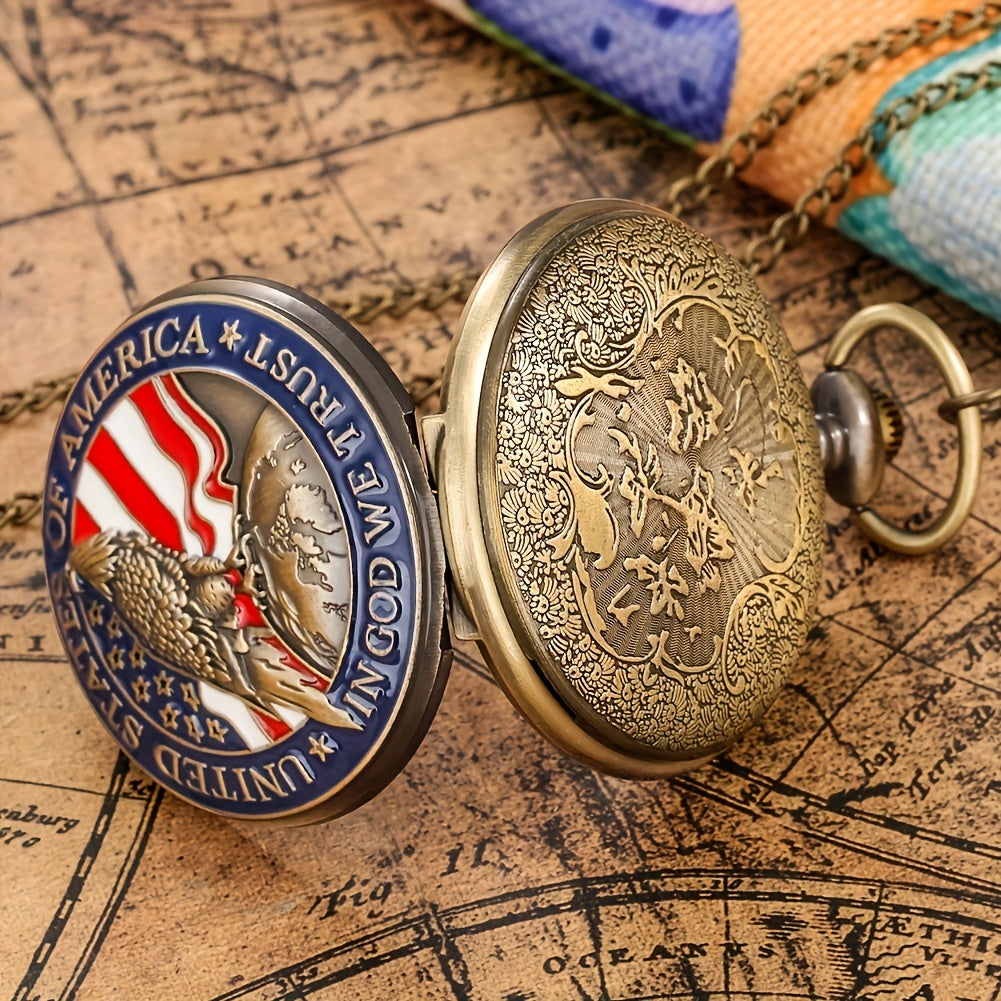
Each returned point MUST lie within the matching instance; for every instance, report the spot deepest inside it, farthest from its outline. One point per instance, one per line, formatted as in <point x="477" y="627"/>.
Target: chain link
<point x="875" y="135"/>
<point x="35" y="397"/>
<point x="759" y="254"/>
<point x="716" y="171"/>
<point x="428" y="295"/>
<point x="20" y="509"/>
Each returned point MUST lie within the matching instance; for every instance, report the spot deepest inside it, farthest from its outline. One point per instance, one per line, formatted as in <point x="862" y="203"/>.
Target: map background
<point x="847" y="848"/>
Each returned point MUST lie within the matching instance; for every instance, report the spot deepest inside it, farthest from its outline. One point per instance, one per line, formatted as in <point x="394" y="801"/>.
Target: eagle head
<point x="93" y="561"/>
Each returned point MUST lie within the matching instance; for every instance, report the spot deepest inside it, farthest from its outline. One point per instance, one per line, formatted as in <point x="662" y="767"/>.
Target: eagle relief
<point x="239" y="590"/>
<point x="653" y="498"/>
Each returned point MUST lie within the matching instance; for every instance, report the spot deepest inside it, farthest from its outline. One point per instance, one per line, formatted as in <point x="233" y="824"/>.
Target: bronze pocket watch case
<point x="250" y="542"/>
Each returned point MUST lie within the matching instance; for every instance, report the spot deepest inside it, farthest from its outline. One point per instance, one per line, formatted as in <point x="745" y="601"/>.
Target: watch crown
<point x="891" y="422"/>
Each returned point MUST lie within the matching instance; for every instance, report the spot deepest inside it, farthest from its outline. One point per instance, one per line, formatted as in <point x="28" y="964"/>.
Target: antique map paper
<point x="849" y="848"/>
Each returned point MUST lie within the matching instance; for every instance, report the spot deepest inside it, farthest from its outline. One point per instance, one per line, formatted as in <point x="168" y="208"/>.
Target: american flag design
<point x="156" y="466"/>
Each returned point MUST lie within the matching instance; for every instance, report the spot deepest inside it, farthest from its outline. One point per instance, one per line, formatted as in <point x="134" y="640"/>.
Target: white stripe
<point x="218" y="514"/>
<point x="292" y="717"/>
<point x="128" y="428"/>
<point x="102" y="503"/>
<point x="236" y="713"/>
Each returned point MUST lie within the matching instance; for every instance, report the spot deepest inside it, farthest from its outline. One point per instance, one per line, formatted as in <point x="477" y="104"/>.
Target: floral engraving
<point x="659" y="495"/>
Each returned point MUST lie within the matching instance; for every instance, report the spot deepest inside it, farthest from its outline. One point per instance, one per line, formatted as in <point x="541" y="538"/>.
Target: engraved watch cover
<point x="244" y="556"/>
<point x="649" y="486"/>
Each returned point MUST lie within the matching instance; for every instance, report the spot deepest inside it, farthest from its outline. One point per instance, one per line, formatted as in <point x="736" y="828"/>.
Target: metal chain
<point x="20" y="509"/>
<point x="717" y="170"/>
<point x="875" y="135"/>
<point x="760" y="252"/>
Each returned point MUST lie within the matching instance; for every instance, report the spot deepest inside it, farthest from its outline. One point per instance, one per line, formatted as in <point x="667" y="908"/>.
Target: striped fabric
<point x="156" y="466"/>
<point x="702" y="68"/>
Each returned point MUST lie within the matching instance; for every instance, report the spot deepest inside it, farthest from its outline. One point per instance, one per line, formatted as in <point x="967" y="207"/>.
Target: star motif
<point x="320" y="747"/>
<point x="189" y="696"/>
<point x="217" y="731"/>
<point x="230" y="334"/>
<point x="168" y="716"/>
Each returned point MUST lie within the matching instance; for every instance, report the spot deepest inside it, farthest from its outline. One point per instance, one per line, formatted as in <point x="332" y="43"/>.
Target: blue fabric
<point x="675" y="65"/>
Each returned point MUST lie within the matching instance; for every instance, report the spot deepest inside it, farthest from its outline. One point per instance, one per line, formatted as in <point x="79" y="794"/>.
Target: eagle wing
<point x="153" y="595"/>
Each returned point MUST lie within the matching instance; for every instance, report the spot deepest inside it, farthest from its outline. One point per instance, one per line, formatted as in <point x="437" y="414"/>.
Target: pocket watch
<point x="251" y="544"/>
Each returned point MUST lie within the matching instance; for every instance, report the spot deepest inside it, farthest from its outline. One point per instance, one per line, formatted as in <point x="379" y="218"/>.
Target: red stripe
<point x="310" y="678"/>
<point x="274" y="729"/>
<point x="136" y="495"/>
<point x="83" y="525"/>
<point x="214" y="485"/>
<point x="178" y="446"/>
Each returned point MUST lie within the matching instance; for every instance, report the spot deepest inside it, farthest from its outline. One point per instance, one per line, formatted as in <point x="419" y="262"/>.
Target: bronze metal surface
<point x="649" y="480"/>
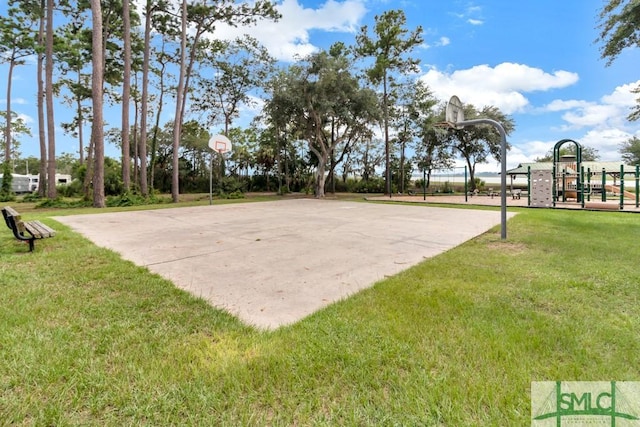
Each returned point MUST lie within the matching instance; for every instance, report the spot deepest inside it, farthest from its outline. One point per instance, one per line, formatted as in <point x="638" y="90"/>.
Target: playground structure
<point x="572" y="183"/>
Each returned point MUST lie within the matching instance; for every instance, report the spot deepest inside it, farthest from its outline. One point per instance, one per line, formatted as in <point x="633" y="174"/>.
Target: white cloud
<point x="14" y="101"/>
<point x="501" y="86"/>
<point x="444" y="41"/>
<point x="606" y="141"/>
<point x="290" y="36"/>
<point x="610" y="111"/>
<point x="26" y="118"/>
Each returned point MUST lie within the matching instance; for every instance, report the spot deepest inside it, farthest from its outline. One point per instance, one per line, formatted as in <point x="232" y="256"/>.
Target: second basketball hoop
<point x="454" y="112"/>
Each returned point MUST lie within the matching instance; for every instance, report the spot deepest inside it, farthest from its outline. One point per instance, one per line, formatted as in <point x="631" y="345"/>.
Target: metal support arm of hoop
<point x="503" y="164"/>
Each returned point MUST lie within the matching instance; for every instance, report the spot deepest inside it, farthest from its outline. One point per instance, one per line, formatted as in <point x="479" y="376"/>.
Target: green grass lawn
<point x="89" y="339"/>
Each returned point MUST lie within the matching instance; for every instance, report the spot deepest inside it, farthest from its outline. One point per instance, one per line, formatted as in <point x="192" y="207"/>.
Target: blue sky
<point x="536" y="60"/>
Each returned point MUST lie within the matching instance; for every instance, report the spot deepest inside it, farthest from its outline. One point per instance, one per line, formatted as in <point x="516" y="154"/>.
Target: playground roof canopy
<point x="609" y="167"/>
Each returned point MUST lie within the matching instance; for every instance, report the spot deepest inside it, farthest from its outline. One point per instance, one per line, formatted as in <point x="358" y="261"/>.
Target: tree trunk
<point x="320" y="177"/>
<point x="142" y="143"/>
<point x="387" y="155"/>
<point x="154" y="138"/>
<point x="126" y="95"/>
<point x="177" y="126"/>
<point x="97" y="132"/>
<point x="51" y="159"/>
<point x="80" y="121"/>
<point x="42" y="181"/>
<point x="7" y="129"/>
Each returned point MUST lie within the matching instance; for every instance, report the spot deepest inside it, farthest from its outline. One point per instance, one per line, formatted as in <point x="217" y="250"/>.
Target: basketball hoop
<point x="454" y="112"/>
<point x="447" y="125"/>
<point x="220" y="144"/>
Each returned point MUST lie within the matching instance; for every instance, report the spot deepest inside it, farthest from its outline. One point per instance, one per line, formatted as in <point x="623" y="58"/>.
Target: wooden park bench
<point x="27" y="231"/>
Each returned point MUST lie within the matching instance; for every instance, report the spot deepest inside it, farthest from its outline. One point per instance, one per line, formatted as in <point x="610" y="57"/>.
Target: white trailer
<point x="20" y="184"/>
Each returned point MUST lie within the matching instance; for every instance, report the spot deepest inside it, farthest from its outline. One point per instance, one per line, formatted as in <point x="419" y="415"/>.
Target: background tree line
<point x="347" y="114"/>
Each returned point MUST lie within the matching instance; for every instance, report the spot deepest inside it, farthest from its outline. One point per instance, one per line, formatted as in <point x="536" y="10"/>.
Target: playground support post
<point x="637" y="185"/>
<point x="588" y="184"/>
<point x="528" y="185"/>
<point x="503" y="168"/>
<point x="581" y="193"/>
<point x="621" y="186"/>
<point x="466" y="190"/>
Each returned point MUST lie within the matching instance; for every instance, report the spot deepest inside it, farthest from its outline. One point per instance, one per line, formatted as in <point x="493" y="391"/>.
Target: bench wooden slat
<point x="39" y="230"/>
<point x="27" y="231"/>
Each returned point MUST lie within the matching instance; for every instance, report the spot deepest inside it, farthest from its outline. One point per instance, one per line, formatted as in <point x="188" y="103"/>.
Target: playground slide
<point x="616" y="189"/>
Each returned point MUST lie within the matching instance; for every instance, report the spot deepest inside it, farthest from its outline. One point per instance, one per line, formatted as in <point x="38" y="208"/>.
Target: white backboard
<point x="220" y="143"/>
<point x="455" y="110"/>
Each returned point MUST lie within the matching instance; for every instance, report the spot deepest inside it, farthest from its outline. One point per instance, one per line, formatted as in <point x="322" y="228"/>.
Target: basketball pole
<point x="503" y="167"/>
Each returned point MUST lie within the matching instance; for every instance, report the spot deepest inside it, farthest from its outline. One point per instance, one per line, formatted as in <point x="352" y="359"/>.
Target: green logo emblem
<point x="585" y="403"/>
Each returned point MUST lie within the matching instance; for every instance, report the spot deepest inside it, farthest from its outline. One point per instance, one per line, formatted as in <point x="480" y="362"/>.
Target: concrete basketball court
<point x="273" y="263"/>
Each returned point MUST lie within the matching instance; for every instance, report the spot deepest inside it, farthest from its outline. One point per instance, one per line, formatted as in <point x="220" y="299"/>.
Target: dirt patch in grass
<point x="513" y="248"/>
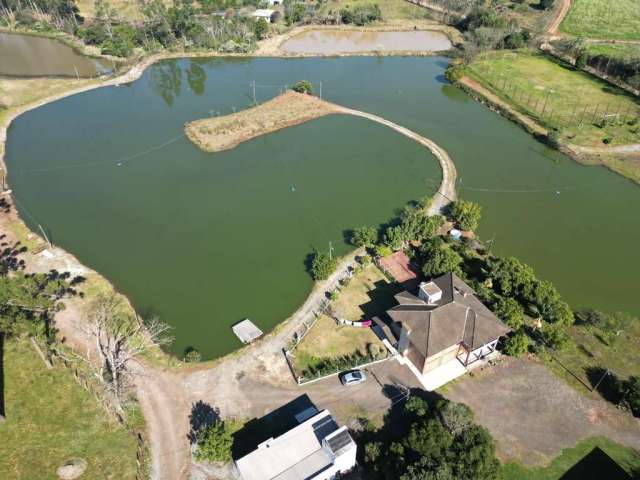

☆ ☆ ☆

**Written request**
Which lines in the data above contain the word "green"? Copy each one in full.

**Expected answer**
Target: green grass lawn
Target: green logo emblem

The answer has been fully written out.